- _EXERCISES_:
1: In the gold market commentary, how did the rise in labour costs compare with expectations?
2: Please list the key points from the Statement given in the gold market commentary.
3: Write the next few sentences of the gold market commentary, picking up after its final statement point.

Jay Powell put a lot of emphasis on employment during the Press conference following the FOMC meeting on Wednesday.  In the Q&A he was asked whether a slide in employment would likely lead to cutting rates sooner; he was emphatic in his response.  Strong body language and the use of the word “Absolutely”.  Less than 24 hours later, the US employment figures were weaker than expected with continuing claims up to 1.90M from 1.83, and initial jobless claims were 224k after 214k; the rise in labour costs was way below expectations at 0.5% against a call of 1.2%, as productivity increased.

The combination of his comments and these numbers was enough to propel a 2.7% ($35) rally in gold to test $2,065 before correction to $2,055 where it is looking to stabilise.

Meanwhile in the meeting itself: -

The markets never were expecting change in rates in the January meeting.  Prior to this meeting the bond markets were discount an 87% chance of a 50 point cut in May; now hey are looking at a 99% chance of a 25-point cut.

Key points from the Statement: -

  • Economic activity expanding at solid pace
  • Job gains moderated since early last year but remain strong
  • Inflation has eased, but remains elevated.
  • Economic outlook uncertain.
  • Committee does not expect it will be appropriate to reduce target range without greater confidence of inflation moving sustainably towards 2%.

- _SOURCE DATA_:
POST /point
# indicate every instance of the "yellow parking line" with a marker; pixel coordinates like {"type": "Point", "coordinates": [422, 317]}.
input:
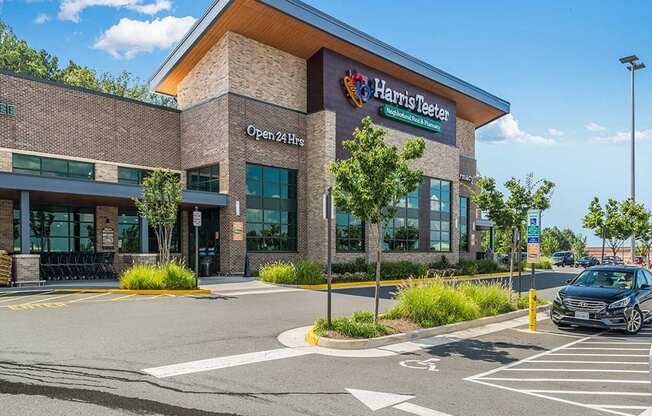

- _RESPONSES FOR EACH TASK_:
1: It was 0.5%, against a call of 1.2%.

2:
- Economic activity expanding at solid pace
- Job gains moderated since early last year but remain strong
- Inflation has eased, but remains elevated.
- Economic outlook uncertain.
- Committee does not expect it will be appropriate to reduce target range without greater confidence of inflation moving sustainably towards 2%.

3:
Press Conference

Economy has made good progress towards the dual mandate objective.

FOMC will continue to significantly reduce securities holdings (already reduced by $1.3Tn over the past two years; currently at $4.7Tn).

Policy rate is “well into restrictive territory”; risks to achieving employment and inflation goals are moving into better balances.

High interest rates appear to have been weighing on business fixed investment.

Labour demand still exceeds the supply of available workers.

Inflation has eased notably but is above the long term goal; core PCE up 2.9% in December.  The lower readings in H2 are welcome but FOMC needs “continuing evidence” to build the necessary over inflation and the 2% goal.

If the rate is at its peak for this cycle and if “the economy continues to evolve broadly as expected it will likely be appropriate   to begin dialling back policy restraint ats some point this year.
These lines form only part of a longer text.